Being smart has never been easy, especially in the modern world of public education. Since the Soviet Sputnik ratcheted- up the Cold War in the 1950s, school systems have attempted to respond with school programs for “gifted children” supposedly aimed at re-asserting North American brain power. After 1958, bright kids were suddenly identified as “gifted” and hothoused in special segregated classes. Yet, since that time, bright kids, by whatever name – “egghead,” “browner,” or “nerd”” – have not been very well served by public education.
The recent Toronto Globe and Mail series on “The Gifted Child”(November 11-18) may have been a laudable effort, but it will, regrettably, do little to change that reality. In one article after another, the ably written and well researched stories do little more than reinforce existing stereotypes about gifted and academically-able children. The whole series approached the critical public issue from inside the system –from the inside out – when what we needed was a broader, more comprehensive look at how academically-motivated students are actually served in public education.
The standard, “one-size-fits-all” philosophy of public education has always troubled me. Even though I am one of the system’s products, I always harboured suspicions. Students with ideas of their own, an independent streak, or serious personal needs never seemed to fare well.
While researching my recent book, The Grammar School (2009)), I made a rather startling discovery. Public schools were really designed for – and serve reasonably well – society’s comfortable middle class and serve to mask what historian Michael B. Katz long ago identified as the class realities underlying the rise of the modern bureaucratic education state.
Founders of the Halifax Grammar School like Dalhousie University professor Dr. Gordin Kaplan were incredibly perceptive. A long- forgotten and often dismissed education critic, Hilda Neatby, author of So Little for the Mind (1953), was right all along. Above average and academically able students posed a challenge to “mediocrity” in public education.
In an emerging system dedicated to equality of outcomes, ‘outliers’ could not be easily digested. That, in a real sense, is why Canada’s leading independent schools continue to not only exist, but to flourish under the radar of public education.
What have we learned about “gifted education” after more than fifty years? Ambitious, upwardly-mobile hyper-parents strive to prove that their children are “gifted.” Being identified as a “gifted child” is a curse as well as a blessing. Gifted education is considered “elitist” and fraught with controversy. And challenging gifted kids in school is actually hard work.

— Goals —
**A)** In the essay on gifted education, why do Canada's leading independent schools continue to exist and flourish? Answer in one to three sentences.
**B)** Write the next part of the essay on gifted education, starting after the sentence that ends "actually hard work."

— Provided data —
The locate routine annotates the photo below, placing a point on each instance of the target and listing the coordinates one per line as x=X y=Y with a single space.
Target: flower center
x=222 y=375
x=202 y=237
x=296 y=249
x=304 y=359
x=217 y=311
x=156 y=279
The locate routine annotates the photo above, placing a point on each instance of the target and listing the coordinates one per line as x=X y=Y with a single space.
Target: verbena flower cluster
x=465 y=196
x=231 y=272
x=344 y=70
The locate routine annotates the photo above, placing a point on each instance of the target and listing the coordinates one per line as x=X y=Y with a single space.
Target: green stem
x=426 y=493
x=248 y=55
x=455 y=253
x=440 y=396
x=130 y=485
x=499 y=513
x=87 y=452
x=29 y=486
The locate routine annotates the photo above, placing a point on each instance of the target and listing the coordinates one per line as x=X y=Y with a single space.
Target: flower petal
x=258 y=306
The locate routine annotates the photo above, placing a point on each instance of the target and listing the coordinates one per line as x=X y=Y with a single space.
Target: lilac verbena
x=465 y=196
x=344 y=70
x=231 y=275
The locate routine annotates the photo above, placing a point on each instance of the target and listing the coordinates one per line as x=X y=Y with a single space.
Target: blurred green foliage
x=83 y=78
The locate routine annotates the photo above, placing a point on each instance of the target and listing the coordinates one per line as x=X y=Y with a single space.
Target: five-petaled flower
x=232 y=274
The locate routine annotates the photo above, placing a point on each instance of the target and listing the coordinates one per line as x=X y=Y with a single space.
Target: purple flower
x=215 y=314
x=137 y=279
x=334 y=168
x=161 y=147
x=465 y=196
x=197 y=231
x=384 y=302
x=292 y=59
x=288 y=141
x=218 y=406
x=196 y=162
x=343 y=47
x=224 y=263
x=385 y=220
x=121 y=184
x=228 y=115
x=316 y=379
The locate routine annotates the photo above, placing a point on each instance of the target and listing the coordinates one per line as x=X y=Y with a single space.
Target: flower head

— The results —
**A)** Canada's leading independent schools continue to exist and flourish because the emerging public system was dedicated to equality of outcomes and could not easily digest "outliers." Above average and academically able students posed a challenge to "mediocrity" in public education.

**B)**
The Globe Life polls on Gifted Education ( Nov. 11 and Nov. 15, 2010) were totally contradictory. After a story on the social costs to kids of “Gifted” programs, some 56% of the 2,284 respondents opposed “segregation” of gifted kids. Yet, if given the option, most parents would put their kids in such programs anyway. When asked “Would you put your child in a gifted program?,” some 73% of the 765 respondents replied in the affirmative.
Where do these revelations leave us? No further ahead because they merely confirm popular notions that “gifted children” are “exceptionalities” who inhabit their own world in public education.
Stepping back with a wider lens, highly motivated, academically inclined students look a lot different. Seeking more from your local public school and demanding better can be difficult –and can be easily dismissed as reflecting the “elitist” attitude of the privileged classes. If you live in Toronto’s Forest Hill or the Allenby School district, Montreal’s Westmount, Vancouver’s Kerrisdale, or Halifax’s South End, school options do exist. For ordinary families with academically able children in the inner city or small town Canada, the everyday reality is bored kids seeking outside outlets for their creative or higher intellectual pursuits.
America’s radical education critics such as John Taylor Gatto are over-the-top in their indictments of public education. Gatto’s bestselling book Dumbing Us Down (1992) and his more incendiary Weapons of Mass Instruction (2009) are designed more to shake up the system than to produce implementable reform. But the underlying message is crystal clear: public schools have become agents of compulsory schooling strangely akin to sausage “factories” for both students and teachers.
With over 70 per cent of today’s students in English-speaking Canada virtually guaranteed a high school diploma, secondary school education now performs a radically different function. Producing critically aware, fully educated citizens takes secondary place to inculcating employability skills leavened with social justice values.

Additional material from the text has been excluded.